- [SHORT PROBLEM]: Starting with the line containing "find every rectangular" and continuing through the end of the material below, render those lines as a numbered list, omitting any blank lines.

- [SOURCE RECORDS]:
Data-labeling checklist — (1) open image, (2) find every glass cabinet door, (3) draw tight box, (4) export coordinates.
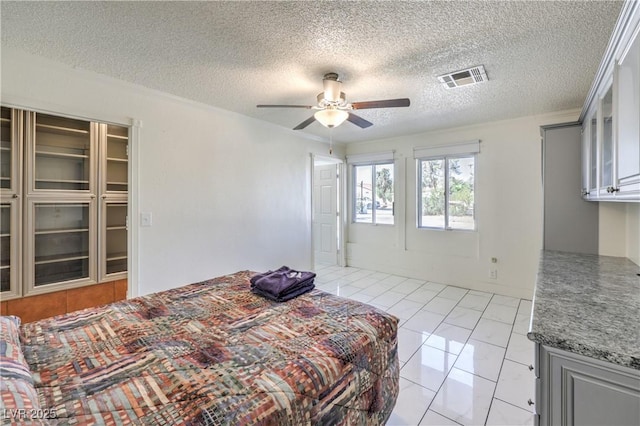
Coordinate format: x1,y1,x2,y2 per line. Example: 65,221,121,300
589,110,599,194
102,202,127,278
103,124,129,193
32,202,93,289
0,107,14,190
31,113,92,191
0,203,12,293
600,87,613,188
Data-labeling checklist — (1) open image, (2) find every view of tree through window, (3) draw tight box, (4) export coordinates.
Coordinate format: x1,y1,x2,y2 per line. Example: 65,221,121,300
353,164,393,225
418,156,475,230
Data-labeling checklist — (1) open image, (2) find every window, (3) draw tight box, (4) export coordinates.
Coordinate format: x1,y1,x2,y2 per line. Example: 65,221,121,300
352,162,394,225
418,154,475,230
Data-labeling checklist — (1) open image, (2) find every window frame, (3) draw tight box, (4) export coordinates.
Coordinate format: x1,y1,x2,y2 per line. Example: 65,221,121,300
351,159,396,226
416,152,478,232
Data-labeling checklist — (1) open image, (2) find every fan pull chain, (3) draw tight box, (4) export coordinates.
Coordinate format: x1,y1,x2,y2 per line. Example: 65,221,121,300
329,127,333,155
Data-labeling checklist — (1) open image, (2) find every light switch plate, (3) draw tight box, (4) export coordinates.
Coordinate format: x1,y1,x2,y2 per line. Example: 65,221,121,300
140,212,153,227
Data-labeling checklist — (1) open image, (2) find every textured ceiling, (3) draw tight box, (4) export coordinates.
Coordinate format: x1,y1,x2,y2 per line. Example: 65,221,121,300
0,0,622,142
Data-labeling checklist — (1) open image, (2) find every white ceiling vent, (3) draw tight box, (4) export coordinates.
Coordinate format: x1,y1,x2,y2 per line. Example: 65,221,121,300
438,65,489,89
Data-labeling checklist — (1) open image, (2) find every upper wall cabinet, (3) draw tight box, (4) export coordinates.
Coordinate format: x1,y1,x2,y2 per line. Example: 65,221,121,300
615,31,640,191
581,1,640,202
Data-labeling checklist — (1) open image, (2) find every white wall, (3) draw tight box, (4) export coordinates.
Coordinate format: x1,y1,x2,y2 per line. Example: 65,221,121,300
1,48,343,294
598,202,640,265
347,110,579,298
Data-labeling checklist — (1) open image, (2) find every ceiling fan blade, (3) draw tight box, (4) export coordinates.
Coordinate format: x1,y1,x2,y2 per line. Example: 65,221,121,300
256,105,313,109
351,98,410,109
293,115,316,130
347,113,373,129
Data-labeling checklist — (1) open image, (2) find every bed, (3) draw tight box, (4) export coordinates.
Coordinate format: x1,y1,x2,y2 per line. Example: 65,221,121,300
0,271,398,425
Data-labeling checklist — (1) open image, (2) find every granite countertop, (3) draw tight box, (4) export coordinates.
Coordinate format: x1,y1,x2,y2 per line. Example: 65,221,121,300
528,250,640,370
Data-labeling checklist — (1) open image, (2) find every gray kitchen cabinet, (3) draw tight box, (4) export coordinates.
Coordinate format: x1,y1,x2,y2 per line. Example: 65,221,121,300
535,343,640,426
580,1,640,202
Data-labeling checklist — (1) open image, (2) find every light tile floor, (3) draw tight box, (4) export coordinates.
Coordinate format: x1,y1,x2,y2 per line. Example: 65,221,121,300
316,265,534,426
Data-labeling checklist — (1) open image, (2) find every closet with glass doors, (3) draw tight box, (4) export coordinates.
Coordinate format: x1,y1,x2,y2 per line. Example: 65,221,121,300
0,107,129,311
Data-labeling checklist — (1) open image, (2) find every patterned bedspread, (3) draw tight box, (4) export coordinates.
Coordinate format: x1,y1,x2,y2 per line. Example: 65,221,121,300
12,271,398,425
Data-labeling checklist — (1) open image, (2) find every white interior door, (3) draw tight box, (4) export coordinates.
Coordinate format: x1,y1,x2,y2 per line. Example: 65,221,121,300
313,162,338,265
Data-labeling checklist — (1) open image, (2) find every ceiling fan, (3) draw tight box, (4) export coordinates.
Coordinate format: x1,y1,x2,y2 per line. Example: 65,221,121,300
256,72,410,130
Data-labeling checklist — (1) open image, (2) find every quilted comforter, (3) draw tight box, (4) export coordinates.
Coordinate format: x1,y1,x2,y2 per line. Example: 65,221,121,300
3,271,398,425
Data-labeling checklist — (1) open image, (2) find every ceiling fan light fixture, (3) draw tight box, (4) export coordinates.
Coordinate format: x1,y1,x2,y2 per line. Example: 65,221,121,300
322,72,342,102
313,109,349,128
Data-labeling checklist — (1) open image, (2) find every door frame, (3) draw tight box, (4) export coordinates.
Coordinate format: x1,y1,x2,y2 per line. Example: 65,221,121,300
310,153,347,267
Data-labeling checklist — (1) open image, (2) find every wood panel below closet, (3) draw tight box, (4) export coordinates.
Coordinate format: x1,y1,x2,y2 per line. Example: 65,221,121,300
0,279,127,323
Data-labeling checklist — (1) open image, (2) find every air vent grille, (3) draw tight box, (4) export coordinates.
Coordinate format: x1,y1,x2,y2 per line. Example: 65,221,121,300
438,65,489,89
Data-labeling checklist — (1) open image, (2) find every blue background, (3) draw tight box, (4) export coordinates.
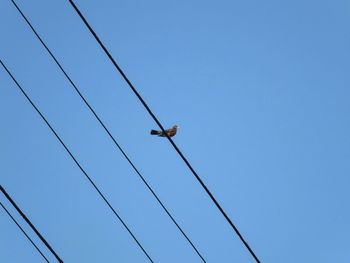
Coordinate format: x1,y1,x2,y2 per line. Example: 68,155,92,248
0,0,350,263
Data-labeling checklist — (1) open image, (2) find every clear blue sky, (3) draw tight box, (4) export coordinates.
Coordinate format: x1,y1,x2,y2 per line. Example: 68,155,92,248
0,0,350,263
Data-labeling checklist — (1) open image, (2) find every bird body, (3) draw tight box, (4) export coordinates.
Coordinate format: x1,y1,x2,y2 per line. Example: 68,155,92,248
151,125,180,137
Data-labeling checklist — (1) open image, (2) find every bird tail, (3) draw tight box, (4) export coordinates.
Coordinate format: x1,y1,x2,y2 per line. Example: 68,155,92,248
151,130,161,135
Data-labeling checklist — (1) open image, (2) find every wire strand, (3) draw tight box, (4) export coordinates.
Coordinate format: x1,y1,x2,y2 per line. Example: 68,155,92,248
11,0,206,262
0,60,153,262
0,187,63,263
68,0,260,263
0,202,50,263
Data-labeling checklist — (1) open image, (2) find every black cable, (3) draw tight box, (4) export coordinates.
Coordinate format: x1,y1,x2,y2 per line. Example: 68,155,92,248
0,202,50,263
11,0,206,262
0,60,153,263
68,0,260,263
0,186,59,263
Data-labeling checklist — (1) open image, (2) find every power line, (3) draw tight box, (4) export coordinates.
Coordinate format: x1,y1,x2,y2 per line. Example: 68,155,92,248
0,60,153,263
68,0,260,263
11,0,206,262
0,202,50,263
0,186,63,263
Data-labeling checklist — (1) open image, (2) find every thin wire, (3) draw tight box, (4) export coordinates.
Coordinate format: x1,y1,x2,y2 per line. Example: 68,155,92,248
11,0,206,262
0,60,153,263
68,0,260,263
0,187,63,263
0,202,50,263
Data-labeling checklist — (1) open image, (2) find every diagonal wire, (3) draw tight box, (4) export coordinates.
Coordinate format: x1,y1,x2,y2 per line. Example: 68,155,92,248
0,60,153,263
0,202,50,263
0,186,63,263
11,0,206,262
68,0,260,263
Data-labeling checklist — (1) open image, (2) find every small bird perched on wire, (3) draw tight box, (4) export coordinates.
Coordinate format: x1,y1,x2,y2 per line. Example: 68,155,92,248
151,125,180,137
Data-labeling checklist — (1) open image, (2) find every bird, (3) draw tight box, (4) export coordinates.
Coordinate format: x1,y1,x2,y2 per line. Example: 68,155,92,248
151,125,180,137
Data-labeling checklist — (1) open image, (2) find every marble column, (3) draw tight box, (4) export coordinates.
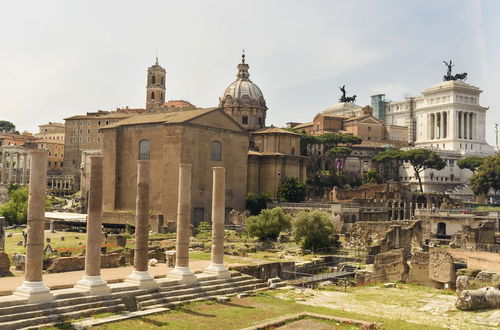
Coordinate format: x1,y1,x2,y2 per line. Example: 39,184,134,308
14,150,54,304
22,153,28,184
168,164,196,283
125,160,158,289
75,156,111,295
462,112,469,139
15,152,22,184
1,151,7,183
9,152,14,183
205,167,231,278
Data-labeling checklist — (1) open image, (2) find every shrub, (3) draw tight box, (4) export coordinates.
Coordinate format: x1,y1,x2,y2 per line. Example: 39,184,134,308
292,211,337,251
0,186,28,225
245,207,292,240
278,177,306,202
246,193,272,215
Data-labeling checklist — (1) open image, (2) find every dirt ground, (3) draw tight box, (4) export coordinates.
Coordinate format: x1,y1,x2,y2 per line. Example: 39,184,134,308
280,284,500,329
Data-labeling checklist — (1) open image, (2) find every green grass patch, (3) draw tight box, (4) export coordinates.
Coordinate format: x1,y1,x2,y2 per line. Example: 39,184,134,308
90,294,442,330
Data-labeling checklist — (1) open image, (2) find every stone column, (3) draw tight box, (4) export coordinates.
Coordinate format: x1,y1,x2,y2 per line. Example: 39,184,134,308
15,151,22,183
205,167,231,278
22,153,28,184
168,164,196,283
14,150,54,304
462,112,469,139
125,160,158,289
75,156,111,295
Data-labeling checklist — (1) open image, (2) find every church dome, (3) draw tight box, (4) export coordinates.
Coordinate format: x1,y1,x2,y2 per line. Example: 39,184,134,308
220,54,267,108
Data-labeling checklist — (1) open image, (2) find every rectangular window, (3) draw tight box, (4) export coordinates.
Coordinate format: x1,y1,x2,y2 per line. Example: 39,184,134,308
193,207,205,228
210,141,222,162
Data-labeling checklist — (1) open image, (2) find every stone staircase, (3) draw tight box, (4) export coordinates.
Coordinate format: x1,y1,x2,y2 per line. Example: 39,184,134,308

- [FULL OUTPUT]:
1. Data-labeling checklist — (1) open image, (2) find every rectangular window, (3) draw tight box, (4) export coordinates.
2. Coordinate format: x1,y1,x2,y2 per line. Example: 39,184,134,308
3. 193,207,205,228
4. 210,141,222,162
5. Data-labeling checklist — (1) open image, (2) find every stone staircase, (3) draw tight box, (4) export coordinates.
6. Coordinate format: x1,y1,x2,y2 per line. Example: 39,184,134,308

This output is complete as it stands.